Record extracts
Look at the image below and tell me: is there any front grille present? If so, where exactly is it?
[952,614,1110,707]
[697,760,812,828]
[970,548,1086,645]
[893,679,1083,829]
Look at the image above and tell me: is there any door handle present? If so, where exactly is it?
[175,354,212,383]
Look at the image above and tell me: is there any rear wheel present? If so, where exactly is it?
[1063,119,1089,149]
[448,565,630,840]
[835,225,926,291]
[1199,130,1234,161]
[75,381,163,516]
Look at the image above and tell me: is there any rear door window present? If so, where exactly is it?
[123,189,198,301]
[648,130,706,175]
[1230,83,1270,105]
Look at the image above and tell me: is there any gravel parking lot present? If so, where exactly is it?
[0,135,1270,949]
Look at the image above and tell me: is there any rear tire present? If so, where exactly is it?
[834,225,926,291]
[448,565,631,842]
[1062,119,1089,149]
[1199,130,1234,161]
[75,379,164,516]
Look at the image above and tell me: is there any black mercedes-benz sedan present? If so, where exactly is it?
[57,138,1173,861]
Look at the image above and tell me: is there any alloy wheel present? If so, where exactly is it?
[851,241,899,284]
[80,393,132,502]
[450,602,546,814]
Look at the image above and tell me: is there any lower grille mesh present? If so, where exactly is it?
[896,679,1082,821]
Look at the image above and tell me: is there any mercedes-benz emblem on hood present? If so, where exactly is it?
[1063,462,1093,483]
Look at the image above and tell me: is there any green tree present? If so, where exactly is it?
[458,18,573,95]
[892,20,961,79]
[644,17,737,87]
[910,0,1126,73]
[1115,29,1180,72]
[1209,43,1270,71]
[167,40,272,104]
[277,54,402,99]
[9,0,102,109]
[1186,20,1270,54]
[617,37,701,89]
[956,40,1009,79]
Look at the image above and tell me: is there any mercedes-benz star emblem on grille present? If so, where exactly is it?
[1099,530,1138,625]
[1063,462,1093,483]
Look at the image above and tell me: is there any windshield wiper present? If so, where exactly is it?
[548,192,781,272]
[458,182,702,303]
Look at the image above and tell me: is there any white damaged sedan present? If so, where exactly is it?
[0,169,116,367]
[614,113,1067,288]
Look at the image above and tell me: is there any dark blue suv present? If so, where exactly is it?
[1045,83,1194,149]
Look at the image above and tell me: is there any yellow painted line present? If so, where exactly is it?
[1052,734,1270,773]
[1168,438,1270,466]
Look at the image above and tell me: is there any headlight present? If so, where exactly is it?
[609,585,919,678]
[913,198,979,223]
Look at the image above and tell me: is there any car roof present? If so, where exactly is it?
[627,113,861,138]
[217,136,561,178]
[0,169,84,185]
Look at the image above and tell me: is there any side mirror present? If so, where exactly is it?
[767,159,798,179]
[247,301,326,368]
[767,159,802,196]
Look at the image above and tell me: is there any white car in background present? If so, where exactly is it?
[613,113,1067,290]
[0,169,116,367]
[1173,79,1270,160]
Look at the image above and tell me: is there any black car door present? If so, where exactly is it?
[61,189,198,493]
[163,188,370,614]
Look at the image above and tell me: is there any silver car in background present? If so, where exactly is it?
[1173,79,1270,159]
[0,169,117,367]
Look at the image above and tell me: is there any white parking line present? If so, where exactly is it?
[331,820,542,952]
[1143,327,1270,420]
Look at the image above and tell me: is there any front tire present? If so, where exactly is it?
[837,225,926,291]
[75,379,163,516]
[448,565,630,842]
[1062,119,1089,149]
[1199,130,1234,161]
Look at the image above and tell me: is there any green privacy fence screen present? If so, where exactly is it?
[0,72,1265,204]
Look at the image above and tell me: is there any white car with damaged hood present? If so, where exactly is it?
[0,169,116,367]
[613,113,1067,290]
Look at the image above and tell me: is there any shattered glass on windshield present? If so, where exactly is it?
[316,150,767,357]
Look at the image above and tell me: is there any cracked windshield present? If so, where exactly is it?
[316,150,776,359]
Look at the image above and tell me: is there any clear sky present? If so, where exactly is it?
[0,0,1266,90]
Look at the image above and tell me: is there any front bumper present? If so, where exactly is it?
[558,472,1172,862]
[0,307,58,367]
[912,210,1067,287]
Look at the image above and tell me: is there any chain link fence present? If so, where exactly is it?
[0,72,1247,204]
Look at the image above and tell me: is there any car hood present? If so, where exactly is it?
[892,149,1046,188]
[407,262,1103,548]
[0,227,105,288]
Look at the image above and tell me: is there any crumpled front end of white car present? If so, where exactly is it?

Aim
All lines from the one containing "any front tire" through the end of the records, both ends included, are to be quoted exactly; please add nothing else.

Right answer
Look at the image above and tell me: is there any front tire present? If so, where exactly is it?
[837,225,926,291]
[75,379,163,516]
[448,565,630,842]
[1062,119,1089,149]
[1199,130,1234,161]
Look at the image above and tell me: is there any green privacy fence screen present? If so, where exactly is it?
[0,72,1265,204]
Look at the image above and tell me: is there any white car with damaged hood present? If so, where exactly is it?
[0,169,116,367]
[613,113,1067,290]
Look at the image above and tell me: is there any shattered glass on windshield present? If so, where exactly is it?
[316,150,767,357]
Look at the image above and tell me: is there any cracked windshield present? If so, where exactly is it?
[316,150,776,359]
Look at the image above and tell me: is there any clear sky present? If so, where exactly is it?
[0,0,1266,90]
Look at the image above and tell me: is there any front bumper present? If so, where exactly is it?
[558,472,1172,862]
[0,307,58,367]
[912,210,1067,287]
Look at the image above and tell me: is there any chain link fence present? If so, where exactly is it?
[0,72,1247,204]
Look at the image above and tell me: is there any car hood present? If so, where exactly is it?
[892,149,1046,188]
[407,262,1103,548]
[0,227,105,288]
Look at the image above and tell me: is there any crumpled front end of white car present? If so, where exactly is it?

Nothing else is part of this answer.